• Task brief:
Among the entries that follow, find the lines containing the string "below" and copy them.

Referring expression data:
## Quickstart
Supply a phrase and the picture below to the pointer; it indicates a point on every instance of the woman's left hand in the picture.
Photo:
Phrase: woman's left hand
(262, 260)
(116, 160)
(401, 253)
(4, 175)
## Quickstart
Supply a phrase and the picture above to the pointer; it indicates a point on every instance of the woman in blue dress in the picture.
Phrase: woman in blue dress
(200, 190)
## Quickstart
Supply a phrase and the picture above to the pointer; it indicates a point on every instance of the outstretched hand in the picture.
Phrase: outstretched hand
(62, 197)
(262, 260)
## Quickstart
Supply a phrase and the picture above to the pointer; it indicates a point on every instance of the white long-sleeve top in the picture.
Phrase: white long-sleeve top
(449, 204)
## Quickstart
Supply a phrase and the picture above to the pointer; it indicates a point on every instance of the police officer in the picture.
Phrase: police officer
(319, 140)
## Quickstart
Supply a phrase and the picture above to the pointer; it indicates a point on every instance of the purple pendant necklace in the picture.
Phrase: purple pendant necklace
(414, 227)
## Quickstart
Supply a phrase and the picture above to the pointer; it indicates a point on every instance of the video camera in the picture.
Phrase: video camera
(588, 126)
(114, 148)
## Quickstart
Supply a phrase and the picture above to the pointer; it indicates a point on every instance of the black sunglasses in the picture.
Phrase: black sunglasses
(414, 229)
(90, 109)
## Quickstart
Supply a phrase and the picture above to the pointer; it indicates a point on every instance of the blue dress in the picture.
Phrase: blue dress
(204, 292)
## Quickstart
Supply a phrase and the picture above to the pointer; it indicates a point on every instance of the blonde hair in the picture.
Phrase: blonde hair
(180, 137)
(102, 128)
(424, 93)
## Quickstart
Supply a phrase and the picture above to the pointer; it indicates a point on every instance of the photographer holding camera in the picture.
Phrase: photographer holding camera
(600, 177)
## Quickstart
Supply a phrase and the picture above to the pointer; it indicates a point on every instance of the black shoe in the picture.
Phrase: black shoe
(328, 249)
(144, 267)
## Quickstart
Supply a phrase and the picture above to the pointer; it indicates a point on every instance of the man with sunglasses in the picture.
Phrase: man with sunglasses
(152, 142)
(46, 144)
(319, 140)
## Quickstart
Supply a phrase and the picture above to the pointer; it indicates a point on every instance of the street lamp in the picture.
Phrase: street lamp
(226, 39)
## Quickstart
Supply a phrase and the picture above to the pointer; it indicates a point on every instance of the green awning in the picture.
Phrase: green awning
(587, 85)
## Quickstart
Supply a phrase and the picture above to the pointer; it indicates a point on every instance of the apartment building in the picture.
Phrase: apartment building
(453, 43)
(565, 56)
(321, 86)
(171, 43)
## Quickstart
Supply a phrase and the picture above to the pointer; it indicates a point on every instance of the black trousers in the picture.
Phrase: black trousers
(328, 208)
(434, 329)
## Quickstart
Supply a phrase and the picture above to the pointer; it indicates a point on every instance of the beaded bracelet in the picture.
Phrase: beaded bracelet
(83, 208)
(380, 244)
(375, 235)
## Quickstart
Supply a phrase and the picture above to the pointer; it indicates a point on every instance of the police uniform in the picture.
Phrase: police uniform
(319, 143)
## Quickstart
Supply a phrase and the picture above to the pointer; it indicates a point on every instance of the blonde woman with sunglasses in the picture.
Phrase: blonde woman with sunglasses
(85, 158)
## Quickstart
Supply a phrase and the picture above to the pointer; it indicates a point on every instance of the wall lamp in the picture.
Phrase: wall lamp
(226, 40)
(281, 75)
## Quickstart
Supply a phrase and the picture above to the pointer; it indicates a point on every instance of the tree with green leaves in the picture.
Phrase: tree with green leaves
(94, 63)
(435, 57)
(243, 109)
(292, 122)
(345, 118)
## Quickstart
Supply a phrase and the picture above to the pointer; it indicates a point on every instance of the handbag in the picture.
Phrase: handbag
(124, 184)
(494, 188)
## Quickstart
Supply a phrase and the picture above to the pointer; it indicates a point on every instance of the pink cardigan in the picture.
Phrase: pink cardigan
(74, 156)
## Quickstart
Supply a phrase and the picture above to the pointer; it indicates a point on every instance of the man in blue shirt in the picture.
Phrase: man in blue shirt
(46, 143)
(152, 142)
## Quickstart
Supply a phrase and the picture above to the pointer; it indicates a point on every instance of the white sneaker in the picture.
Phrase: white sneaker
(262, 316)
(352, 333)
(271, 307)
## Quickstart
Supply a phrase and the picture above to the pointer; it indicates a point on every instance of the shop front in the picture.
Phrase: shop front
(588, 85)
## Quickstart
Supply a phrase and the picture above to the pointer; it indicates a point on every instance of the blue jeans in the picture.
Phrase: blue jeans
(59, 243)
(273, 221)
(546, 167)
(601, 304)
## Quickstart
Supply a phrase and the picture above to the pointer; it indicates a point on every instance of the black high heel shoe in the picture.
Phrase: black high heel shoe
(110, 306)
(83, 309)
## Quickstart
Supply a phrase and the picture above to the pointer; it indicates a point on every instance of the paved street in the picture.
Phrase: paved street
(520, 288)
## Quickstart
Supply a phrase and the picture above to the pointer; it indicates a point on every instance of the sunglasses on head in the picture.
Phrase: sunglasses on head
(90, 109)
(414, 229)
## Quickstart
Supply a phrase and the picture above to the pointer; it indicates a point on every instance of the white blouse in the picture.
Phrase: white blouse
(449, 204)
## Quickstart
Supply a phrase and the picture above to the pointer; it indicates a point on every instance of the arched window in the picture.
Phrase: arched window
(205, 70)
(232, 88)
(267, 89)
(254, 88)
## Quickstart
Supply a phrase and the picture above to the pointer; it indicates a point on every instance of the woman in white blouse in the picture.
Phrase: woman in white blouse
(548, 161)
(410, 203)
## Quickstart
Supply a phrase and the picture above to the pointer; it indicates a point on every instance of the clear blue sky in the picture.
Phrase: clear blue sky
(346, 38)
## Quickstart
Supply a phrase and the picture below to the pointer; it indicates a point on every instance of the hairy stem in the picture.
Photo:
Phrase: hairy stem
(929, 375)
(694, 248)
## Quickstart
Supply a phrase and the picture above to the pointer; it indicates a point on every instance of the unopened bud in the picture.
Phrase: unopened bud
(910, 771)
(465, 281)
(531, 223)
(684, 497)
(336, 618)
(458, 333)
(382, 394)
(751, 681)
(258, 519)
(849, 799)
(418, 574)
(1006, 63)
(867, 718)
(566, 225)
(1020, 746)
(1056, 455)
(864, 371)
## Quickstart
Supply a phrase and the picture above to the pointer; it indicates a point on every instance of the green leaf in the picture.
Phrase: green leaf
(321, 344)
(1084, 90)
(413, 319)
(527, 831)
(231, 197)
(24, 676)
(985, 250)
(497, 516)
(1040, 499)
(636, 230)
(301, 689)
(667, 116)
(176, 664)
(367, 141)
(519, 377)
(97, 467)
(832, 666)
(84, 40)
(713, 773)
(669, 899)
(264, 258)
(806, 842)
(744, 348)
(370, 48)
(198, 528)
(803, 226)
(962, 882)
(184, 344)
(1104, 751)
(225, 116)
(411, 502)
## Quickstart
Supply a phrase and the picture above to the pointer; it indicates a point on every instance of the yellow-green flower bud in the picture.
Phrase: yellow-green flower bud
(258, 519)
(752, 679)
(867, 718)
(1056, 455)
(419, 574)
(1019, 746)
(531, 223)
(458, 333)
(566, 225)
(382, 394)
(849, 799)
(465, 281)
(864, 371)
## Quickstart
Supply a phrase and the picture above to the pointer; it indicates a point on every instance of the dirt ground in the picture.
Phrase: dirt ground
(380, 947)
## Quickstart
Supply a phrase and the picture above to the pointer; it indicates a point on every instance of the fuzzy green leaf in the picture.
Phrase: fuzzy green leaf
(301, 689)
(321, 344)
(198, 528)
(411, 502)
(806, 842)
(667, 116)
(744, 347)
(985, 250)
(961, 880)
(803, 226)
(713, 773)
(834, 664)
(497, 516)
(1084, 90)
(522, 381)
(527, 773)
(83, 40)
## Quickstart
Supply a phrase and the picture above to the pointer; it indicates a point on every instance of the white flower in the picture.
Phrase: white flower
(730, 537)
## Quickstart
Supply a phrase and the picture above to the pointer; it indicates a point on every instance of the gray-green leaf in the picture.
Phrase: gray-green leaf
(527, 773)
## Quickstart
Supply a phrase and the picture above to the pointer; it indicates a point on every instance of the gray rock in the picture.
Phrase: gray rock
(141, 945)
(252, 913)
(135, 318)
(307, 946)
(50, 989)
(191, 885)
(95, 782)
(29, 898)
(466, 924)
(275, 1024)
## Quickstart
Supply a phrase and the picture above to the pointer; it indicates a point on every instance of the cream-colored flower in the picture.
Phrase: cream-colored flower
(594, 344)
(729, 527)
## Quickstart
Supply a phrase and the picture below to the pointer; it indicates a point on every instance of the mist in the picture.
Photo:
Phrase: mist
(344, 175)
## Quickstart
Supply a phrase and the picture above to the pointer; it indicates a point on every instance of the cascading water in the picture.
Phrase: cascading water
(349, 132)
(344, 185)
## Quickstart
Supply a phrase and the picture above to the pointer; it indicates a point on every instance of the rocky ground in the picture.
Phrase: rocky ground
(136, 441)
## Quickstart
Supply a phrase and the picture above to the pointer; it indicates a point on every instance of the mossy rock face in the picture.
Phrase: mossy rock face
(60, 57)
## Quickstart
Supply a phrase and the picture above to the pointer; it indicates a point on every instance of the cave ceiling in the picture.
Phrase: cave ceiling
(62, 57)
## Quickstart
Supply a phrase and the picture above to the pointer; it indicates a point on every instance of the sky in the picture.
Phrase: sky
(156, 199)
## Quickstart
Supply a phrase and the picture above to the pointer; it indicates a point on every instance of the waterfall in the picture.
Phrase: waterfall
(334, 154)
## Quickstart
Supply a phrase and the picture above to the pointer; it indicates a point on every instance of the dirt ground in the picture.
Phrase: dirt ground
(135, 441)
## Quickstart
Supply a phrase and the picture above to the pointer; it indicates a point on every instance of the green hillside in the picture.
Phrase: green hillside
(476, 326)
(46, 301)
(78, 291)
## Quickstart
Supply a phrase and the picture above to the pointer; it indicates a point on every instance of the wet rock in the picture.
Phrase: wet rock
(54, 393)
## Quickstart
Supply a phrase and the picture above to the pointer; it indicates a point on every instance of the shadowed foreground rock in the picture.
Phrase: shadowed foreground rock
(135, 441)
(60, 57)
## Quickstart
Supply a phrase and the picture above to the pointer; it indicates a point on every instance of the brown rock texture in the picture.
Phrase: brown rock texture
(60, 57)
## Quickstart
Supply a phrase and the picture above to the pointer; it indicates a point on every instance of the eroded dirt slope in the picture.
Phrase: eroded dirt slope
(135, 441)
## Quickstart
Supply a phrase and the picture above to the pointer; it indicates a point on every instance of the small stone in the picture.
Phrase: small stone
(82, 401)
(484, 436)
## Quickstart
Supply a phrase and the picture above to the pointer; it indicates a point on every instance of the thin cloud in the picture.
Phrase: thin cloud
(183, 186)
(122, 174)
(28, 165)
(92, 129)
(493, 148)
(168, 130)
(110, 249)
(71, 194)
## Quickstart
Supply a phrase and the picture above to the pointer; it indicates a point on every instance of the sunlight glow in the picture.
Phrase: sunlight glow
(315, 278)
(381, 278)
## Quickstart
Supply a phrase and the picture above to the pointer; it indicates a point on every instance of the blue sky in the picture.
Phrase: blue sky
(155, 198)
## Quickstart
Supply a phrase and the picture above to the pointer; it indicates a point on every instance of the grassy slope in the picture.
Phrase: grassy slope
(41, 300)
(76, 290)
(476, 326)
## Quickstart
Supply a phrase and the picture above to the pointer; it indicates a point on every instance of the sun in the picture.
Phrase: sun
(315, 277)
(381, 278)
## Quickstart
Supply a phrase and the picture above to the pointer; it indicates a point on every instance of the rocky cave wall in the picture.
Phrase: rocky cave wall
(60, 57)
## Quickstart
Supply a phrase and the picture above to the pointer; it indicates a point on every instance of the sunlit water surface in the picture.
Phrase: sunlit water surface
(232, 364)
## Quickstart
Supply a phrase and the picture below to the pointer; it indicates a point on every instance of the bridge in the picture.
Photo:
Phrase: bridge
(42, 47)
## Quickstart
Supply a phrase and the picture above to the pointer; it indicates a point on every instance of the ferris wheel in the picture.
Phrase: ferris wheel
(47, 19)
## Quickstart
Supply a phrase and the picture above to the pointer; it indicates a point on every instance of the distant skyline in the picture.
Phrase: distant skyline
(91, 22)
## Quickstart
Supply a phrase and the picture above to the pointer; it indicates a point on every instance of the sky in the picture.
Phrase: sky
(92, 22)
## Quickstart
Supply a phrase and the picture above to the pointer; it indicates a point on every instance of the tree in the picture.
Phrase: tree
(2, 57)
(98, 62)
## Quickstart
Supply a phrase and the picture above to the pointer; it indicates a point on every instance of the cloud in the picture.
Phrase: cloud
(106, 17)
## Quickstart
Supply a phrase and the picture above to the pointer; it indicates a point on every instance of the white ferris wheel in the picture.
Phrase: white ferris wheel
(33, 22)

• Reply to the exercise:
Supply a phrase and the picture below to the pointer; it indicates a point on every instance of the woman's left hand in the picture.
Supply a phrase and the picture below to the pointer; it indicates a point on every instance of the hairy stem in the picture.
Supply a phrase and the picture below to the pointer; it indicates a point on every instance of the mist in the picture.
Supply a phrase and the picture below to the pointer; it indicates a point on every instance of the bridge in the picture.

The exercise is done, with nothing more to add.